TEXT SEGMENT:
ZombieBots Part 2 or… | ComputerMedic (dotOrg) Web Servers

Equally exciting, terrifying, low-budget and prone to sequels.

So bad it’s good movie lovers, click the link above and see if you can survive that whirlwind of bites.

Server admins, stay right here and get ready for DNS-Zombie-Bots Two: More Tech-Talk and .configs Than You Can Stand! (Or, “Bored To Death!” Or, “You can have the whole seat, but you only need the edge!”)

Or, I had to document it so I can take it from server to server without trusting my memory, so I thought I would share.

It started with a ‘Hay Bay-Bay’ – or a ‘clients-per-query’ message.

Lots of tweaks, tunes, service this restart, /etc/init.d/that restart later: ‘clients-per-query’ (increased/decreased) messages, lots of them. (Somehow, sync’d between servers, trying to figure that BIND9 magic out would be like trying to reach into the mouth of one of those sharknado sharks and pull its heart out. It is because it is, do the fixes you can do and worry about enigmatic synchronicity later.)

Here’s the setup again so when you try these things on a server with a point-zero-zero-one version difference you’ll know why it doesn’t work:
~ CentOS x86_64 6.4 (Installed, updated [yum update] June, 2013)
~ bind / named
* # rndc status: version: 9.8.2rc1-RedHat-9.8.2-0.17.rc1.el6_4.4
* # yum list bind: bind.x86_64 32:9.8.2-0.17.rc1.el6_4.4
~ fail2ban
* # yum list fail2ban: fail2ban.noarch 0.8.8-3.el6 ( 0.8.10-1.el6 available )

Since last I wrote about it ( Killin Zombie Bots ) some seemingly minor, but very important changes mainly to the bind/named and related conf files.

WRITTEN PROBLEM A:
Do these statements agree with the ZombieBots post? Answer yes or no for each, and quote the words from the post that decide it.
(i) The setup described runs CentOS x86_64 6.4.
(ii) The installed fail2ban version is 0.8.10-1.el6.
(iii) Since the earlier write-up, the changes were mainly to the bind/named and related conf files.
WRITTEN PROBLEM B:
Answer these questions from the ZombieBots post.
(i) Besides 'Hay Bay-Bay', what message is the trouble said to have started with?
(ii) What version does "rndc status" report?
(iii) What is the title of the earlier write-up on the subject?
WRITTEN PROBLEM C:
Write the next part of the ZombieBots post, picking up after its last sentence.

ENTRIES SUPPLIED:
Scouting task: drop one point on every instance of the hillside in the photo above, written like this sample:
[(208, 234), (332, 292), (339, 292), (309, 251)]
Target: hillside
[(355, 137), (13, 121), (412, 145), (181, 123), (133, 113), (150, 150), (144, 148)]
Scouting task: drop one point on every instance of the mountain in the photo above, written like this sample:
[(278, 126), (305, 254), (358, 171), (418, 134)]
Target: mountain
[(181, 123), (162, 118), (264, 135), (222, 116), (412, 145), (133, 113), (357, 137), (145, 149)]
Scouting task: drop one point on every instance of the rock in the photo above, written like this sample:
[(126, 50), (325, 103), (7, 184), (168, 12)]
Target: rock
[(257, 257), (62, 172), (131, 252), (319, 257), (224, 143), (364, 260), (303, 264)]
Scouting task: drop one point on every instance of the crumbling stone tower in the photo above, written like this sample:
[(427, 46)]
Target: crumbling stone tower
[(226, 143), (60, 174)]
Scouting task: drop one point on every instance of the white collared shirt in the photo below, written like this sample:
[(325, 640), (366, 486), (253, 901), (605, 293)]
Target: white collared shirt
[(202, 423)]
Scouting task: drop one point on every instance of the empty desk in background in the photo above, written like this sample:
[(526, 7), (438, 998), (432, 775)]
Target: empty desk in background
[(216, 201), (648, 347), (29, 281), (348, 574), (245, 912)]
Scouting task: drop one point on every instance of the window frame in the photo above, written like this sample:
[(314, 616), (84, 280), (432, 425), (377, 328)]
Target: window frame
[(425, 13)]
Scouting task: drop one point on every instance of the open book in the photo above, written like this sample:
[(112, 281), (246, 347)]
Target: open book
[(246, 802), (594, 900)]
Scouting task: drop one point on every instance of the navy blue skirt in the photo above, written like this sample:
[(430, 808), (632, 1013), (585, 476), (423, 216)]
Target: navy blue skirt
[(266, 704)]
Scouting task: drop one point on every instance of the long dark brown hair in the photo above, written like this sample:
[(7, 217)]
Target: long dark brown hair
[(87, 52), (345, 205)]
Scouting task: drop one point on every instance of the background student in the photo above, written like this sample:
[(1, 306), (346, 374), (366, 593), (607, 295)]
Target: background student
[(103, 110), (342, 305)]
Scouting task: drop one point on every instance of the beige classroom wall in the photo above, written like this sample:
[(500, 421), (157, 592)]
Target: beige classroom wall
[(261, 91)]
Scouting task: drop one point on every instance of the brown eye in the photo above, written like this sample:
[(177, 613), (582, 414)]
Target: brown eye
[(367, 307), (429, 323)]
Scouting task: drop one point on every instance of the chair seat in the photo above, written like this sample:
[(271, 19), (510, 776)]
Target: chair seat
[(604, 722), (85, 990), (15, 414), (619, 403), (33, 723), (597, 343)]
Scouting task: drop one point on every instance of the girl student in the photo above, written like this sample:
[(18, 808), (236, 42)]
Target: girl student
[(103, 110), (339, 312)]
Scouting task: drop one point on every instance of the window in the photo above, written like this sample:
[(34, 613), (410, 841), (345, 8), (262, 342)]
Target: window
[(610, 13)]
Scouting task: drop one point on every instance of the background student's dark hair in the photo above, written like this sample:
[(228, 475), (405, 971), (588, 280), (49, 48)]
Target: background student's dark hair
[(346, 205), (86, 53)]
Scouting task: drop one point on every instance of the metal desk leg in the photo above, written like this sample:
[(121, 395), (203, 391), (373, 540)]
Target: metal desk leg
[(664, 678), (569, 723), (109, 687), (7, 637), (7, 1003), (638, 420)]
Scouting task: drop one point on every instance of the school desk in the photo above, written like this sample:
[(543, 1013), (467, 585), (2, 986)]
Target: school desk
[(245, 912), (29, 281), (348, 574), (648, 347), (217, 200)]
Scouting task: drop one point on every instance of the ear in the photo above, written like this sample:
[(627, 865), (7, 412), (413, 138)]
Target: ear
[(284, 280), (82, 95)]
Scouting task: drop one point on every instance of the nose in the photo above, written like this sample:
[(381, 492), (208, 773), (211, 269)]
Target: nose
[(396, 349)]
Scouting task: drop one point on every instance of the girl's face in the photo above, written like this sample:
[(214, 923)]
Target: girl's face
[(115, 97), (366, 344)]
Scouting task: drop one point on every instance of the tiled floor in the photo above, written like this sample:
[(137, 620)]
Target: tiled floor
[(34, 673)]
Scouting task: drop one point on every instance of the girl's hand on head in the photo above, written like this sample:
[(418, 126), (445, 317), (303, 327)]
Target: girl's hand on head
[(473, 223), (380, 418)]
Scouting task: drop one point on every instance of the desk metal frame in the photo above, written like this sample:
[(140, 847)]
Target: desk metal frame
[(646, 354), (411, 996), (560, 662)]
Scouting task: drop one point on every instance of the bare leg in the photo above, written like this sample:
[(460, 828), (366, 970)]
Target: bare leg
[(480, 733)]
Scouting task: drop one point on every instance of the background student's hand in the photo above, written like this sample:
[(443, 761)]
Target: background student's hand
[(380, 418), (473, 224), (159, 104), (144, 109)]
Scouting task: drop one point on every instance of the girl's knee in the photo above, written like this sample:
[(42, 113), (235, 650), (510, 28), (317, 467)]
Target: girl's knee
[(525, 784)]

EXPECTED ANSWER A:
(i) Yes: "CentOS x86_64 6.4 (Installed, updated [yum update] June, 2013)"
(ii) No: "fail2ban.noarch 0.8.8-3.el6 ( 0.8.10-1.el6 available )"
(iii) Yes: "mainly to the bind/named and related conf files"

EXPECTED ANSWER B:
(i) A 'clients-per-query' message
(ii) 9.8.2rc1-RedHat-9.8.2-0.17.rc1.el6_4.4
(iii) Killin Zombie Bots

EXPECTED ANSWER C:
/etc/resolv.conf: nameserver 127.0.0.1
~ all ‘in-server’ services should ask ‘self’ for DNS, when self doesn’t know it “recurses” (goes upstream) and caches so that for a time (cache TTLs and expirys) ‘self’ does know the answer.
/etc/named.conf (in the options { } block): querylog yes;
~ log at boot (that semi-colon ‘;’ is very-necessary)
/etc/fail2ban/jail.conf: ignoreip = 127.0.0.1/8
~ ‘confirmed’ (it is the default in the [default] section) – Self: don’t ban we.

clients-per-query groans the almost healed zombie server

Ask the modern zombie-to-English interpreter ( google ) what that means and the interpreter says:
About 2,440,000 results (0.33 seconds)

Go on an Injun vision quest and consult the shaman: add more RAM.

Don’t run down that 2.44-Million results rabbit hole. Smack your head and think I should have thought of that when the light bulb turns on in there behind the sign that reads:

The cache of a caching DNS server on a moderate-to-heavy-load server can get quite large.

That’s RAM bay-bays, nothing else. Don’t believe yourself, # free. @125MB of 2GB left and look lower: @105648[k] used Swap:. This is on the ‘dedicated’ DNS server. Pop-Nerd-Quiz: Going swap happens when? Right, when ‘real memory’ (RAM) is full.

Jump over to the we-have-it-no-matter-what-it-is-and-cheap shop of the new millennium ( eBay ) and [Buy It Now] on 8GB of the wrong RAM for your server. Smack your head again because everything is ‘the hard way’ (like being the only seal in a Sharknado), put the wrong RAM up for sale and [Buy It Now-Now] on 8GB of hopefully the right RAM for your server. When it shows up (it will be right this time!) hope that 8GBs is enough for a caching DNS server.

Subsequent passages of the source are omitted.